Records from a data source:
* * * *
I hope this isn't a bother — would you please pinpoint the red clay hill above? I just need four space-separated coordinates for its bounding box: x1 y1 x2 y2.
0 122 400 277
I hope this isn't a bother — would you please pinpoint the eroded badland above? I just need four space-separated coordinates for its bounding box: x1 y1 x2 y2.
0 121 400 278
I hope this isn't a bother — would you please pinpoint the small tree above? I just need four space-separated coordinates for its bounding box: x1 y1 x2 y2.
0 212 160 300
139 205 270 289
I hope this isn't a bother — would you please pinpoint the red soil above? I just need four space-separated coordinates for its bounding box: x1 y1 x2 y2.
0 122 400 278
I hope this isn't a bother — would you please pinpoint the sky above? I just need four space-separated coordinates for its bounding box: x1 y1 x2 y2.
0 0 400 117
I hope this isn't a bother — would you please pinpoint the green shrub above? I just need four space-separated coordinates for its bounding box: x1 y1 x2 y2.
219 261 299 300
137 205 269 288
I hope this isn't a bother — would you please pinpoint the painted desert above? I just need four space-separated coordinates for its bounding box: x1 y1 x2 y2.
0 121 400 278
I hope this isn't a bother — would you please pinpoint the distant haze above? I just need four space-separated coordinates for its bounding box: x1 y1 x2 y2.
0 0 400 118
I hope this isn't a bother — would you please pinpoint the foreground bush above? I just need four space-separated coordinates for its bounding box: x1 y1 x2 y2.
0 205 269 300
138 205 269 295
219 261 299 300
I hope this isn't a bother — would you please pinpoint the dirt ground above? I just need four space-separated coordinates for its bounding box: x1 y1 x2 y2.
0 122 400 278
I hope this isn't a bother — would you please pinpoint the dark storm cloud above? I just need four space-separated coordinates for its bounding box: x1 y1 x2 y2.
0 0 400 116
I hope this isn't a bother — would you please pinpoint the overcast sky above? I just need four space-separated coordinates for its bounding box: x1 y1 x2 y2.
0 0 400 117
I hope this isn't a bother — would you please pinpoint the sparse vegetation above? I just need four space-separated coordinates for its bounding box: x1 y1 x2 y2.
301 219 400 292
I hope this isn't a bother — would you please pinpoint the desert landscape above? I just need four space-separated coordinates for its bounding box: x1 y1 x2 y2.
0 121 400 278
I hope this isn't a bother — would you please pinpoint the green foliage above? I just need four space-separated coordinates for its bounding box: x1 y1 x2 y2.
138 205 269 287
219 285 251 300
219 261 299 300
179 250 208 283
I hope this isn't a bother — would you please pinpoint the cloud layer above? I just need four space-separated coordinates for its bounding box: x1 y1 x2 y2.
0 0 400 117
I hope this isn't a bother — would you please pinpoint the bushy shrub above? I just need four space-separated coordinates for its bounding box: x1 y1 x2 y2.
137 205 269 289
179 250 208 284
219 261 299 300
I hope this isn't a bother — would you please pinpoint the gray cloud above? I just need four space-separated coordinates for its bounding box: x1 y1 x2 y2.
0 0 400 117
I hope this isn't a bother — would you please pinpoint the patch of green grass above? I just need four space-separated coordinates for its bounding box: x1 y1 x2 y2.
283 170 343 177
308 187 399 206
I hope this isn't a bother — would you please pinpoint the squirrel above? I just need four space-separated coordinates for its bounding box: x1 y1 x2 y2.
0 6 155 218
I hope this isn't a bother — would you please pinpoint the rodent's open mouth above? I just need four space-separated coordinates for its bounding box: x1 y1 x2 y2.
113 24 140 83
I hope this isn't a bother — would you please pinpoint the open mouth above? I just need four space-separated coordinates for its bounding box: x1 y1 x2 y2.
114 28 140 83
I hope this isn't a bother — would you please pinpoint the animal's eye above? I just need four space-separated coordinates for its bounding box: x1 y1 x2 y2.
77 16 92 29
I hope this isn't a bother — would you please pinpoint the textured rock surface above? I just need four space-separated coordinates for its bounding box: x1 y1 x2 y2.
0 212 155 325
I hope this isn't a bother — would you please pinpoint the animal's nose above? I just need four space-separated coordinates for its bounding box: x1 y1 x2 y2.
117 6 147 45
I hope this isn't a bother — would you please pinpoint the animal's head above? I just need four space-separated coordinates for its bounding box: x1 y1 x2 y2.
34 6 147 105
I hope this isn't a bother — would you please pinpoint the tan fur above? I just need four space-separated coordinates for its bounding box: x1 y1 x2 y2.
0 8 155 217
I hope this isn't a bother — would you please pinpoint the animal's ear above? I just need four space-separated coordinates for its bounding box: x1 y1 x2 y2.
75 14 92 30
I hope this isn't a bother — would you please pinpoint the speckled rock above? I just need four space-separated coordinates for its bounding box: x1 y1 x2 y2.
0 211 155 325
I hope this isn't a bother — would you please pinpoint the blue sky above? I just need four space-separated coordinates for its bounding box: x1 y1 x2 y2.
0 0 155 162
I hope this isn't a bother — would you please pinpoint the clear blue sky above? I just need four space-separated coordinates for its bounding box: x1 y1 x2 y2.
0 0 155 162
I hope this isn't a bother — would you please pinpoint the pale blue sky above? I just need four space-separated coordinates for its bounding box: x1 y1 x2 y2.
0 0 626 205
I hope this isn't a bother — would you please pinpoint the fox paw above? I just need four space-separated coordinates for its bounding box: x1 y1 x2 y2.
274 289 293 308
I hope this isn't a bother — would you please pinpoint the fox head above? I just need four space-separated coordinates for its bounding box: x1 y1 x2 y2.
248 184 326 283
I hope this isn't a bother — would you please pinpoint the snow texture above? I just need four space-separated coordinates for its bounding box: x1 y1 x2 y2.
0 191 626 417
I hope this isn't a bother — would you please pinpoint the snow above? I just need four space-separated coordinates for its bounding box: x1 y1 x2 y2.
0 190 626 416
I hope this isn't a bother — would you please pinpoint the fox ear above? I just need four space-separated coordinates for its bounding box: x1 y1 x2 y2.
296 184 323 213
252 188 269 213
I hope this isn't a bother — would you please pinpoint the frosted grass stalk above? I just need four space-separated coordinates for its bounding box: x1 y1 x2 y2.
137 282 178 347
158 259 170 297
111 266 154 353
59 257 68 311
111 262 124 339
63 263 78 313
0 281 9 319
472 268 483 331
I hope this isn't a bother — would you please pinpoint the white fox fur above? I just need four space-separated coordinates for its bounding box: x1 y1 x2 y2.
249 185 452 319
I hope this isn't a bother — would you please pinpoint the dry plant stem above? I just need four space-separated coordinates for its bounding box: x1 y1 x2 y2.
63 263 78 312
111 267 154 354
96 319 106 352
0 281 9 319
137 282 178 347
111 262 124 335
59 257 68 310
* * * *
__Prompt__.
Reproduce all of the lines above, putting "comma-separated" wherever "space-separated" appears and leaving every other word untouched.

__Task output__.
I hope this isn't a bother — would you please pinpoint the red clay hill above? I just need four comma-separated coordinates for its bounding box: x1 y1 x2 y2.
0 122 400 277
I hope this isn't a bother — would you please pinpoint the eroded badland above? I just need four comma-separated coordinates for its bounding box: x1 y1 x2 y2.
0 121 400 278
I hope this isn't a bother — would you please pinpoint the small tree above? I just need four comma-separated coordinates for its bounding box: x1 y1 x2 y2.
0 212 160 300
139 205 270 289
I hope this isn't a bother — would you please pinpoint the red soil above? I just need four comma-separated coordinates for its bounding box: x1 y1 x2 y2.
0 122 400 278
I hope this isn't a bother — would you please pinpoint the sky above? I just need four comma-separated coordinates for its bounding box: x1 y1 x2 y2.
0 0 400 117
I hope this isn't a bother — would you please pinpoint the green shrub above? I just need four comma-separated coordinates for its bounding box: x1 y1 x2 y2.
219 261 299 300
137 205 269 288
I hope this isn't a bother — would you please pinpoint the painted desert above? I just need four comma-separated coordinates for its bounding box: x1 y1 x2 y2.
0 121 400 278
I hope this isn't a bother — would you please pinpoint the distant haze above? I just need four comma-separated coordinates for its bounding box: x1 y1 x2 y2.
0 0 400 118
I hope this isn't a bother — would you please pinpoint the foreground bush above? I just need four comma-separated coordinates for its bounding box: x1 y1 x2 y2.
0 205 269 300
138 205 269 295
219 261 299 300
I hope this isn't a bother — would you please pinpoint the dirt ground above? I just need four comma-separated coordinates for its bounding box: x1 y1 x2 y2.
0 122 400 278
I hope this isn't a bother — would you please pinpoint the dark storm cloud above? I just need four comma-separated coordinates for its bounding box: x1 y1 x2 y2.
0 0 400 116
I hope this isn't a bother — would you please pinpoint the overcast sky above? I just need four comma-separated coordinates for its bounding box: x1 y1 x2 y2.
0 0 400 117
I hope this isn't a bother — would you please pinpoint the sparse vegetation above? I just need four comma-separated coordinates for its bounding box: x1 y1 x2 y2.
301 219 400 292
I hope this isn't a bother — would you please pinpoint the desert landscape above? I just need four comma-separated coordinates for its bounding box: x1 y1 x2 y2.
0 121 400 278
I hope this isn't a bother — would you please pinpoint the green foliage above? I just need four comma-separated coordinates for its bounding box: x1 y1 x2 y2.
138 205 269 287
219 285 251 300
219 261 299 300
179 250 208 283
I hope this isn't a bother — would you please pinpoint the cloud layer above? I just need four comma-separated coordinates for its bounding box: x1 y1 x2 y2.
0 0 400 117
I hope this isn't a bother — would you please pinpoint the bushy shrub above? I just need four comma-separated coordinates for its bounding box: x1 y1 x2 y2.
137 205 269 289
179 250 208 284
219 261 299 300
I hope this isn't a bother — would you please pinpoint the gray cloud above? I just need four comma-separated coordinates for its bounding box: x1 y1 x2 y2.
0 0 400 117
I hope this isn't a bother — would you please pinpoint the patch of green grass above? I just need four comma-separated coordinates for its bounding box: x1 y1 x2 y2.
283 170 343 177
308 187 399 206
I hope this isn't a bother — would you please pinpoint the squirrel above? I just need four comma-separated coordinates for its bounding box: x1 y1 x2 y2.
0 6 155 218
I hope this isn't a bother — would you please pinpoint the rodent's open mouth above? I just need four comma-separated coordinates for its bounding box: x1 y1 x2 y2.
113 24 140 83
I hope this isn't a bother — would you please pinpoint the open mouth above? I just need four comma-separated coordinates for its bounding box: x1 y1 x2 y2.
114 28 140 83
I hope this isn't a bother — would you please pinpoint the animal's eye above? I just need four comma-separated coordinates for its bounding box: x1 y1 x2 y2.
77 16 92 29
I hope this isn't a bother — would you please pinpoint the textured rock surface above? I just need four comma-separated coordinates for its bounding box: x1 y1 x2 y2.
0 212 155 325
I hope this isn't a bother — would you please pinpoint the animal's nose above? I just need four comma-separated coordinates for its bounding box: x1 y1 x2 y2.
117 6 147 45
I hope this isn't a bother — would you please pinpoint the animal's head above? I just need four comma-separated coordinates for its bounding box: x1 y1 x2 y2.
34 6 147 105
I hope this isn't a bother — would you please pinpoint the tan fur above? I just need four comma-separated coordinates for its bounding box: x1 y1 x2 y2.
0 8 155 217
I hope this isn't a bother — would you please pinpoint the animal's ear above? I just need four comma-separated coordinates for its bounding box: x1 y1 x2 y2.
75 14 92 30
I hope this isn't a bother — would you please pinpoint the speckled rock above? I just need four comma-separated coordinates for its bounding box: x1 y1 x2 y2.
0 211 155 325
I hope this isn't a bother — would you please pinpoint the blue sky above? I just need four comma-separated coordinates for its bounding box: x1 y1 x2 y2.
0 0 155 162
I hope this isn't a bother — would you please pinpoint the clear blue sky above? I just need four comma-separated coordinates for its bounding box: x1 y1 x2 y2.
0 0 155 162
I hope this isn't a bother — would you please pinpoint the pale blue sky above? I just need four comma-separated coordinates for its bounding box: x1 y1 x2 y2.
0 0 626 205
I hope this isn't a bother — would you please pinpoint the fox paw above? I just need four comma-separated coordinates for its bounding box: x1 y1 x2 y2.
274 289 293 308
I hope this isn't a bother — would you please pinpoint the fox head above? I just need four comma-separated coordinates for its bounding box: x1 y1 x2 y2.
248 184 326 283
I hope this isn't a bother — would you please pinpoint the snow texture above? I just need four comma-separated coordinates for its bounding box: x1 y1 x2 y2.
0 191 626 417
I hope this isn't a bother — would you please pinpoint the snow above? I just need four comma-separated coordinates for its bounding box: x1 y1 x2 y2.
0 190 626 416
I hope this isn't a bother — would you please pinpoint the fox ear above? I just need four comma-separated coordinates for its bounding box: x1 y1 x2 y2.
296 184 323 213
252 188 269 213
I hope this isn't a bother — would you please pinpoint the frosted grass stalk above? I just need four comma-separated coordinates for its bounding box: x1 y1 x2 y2.
137 282 178 347
158 259 170 297
111 266 154 353
59 257 68 311
111 262 124 339
63 263 78 313
0 281 9 319
472 268 483 331
I hope this isn't a bother — would you please pinpoint the white fox fur above? I just need four comma-separated coordinates for its bounding box: x1 y1 x2 y2.
249 185 452 319
I hope this isn't a bother — would you please pinpoint the dry plant stem above? I just need four comma-separated coordinates for its bounding box: x1 y1 x2 y2.
63 263 78 312
111 267 154 354
96 319 106 352
0 281 9 319
137 282 178 347
111 262 124 335
59 257 68 310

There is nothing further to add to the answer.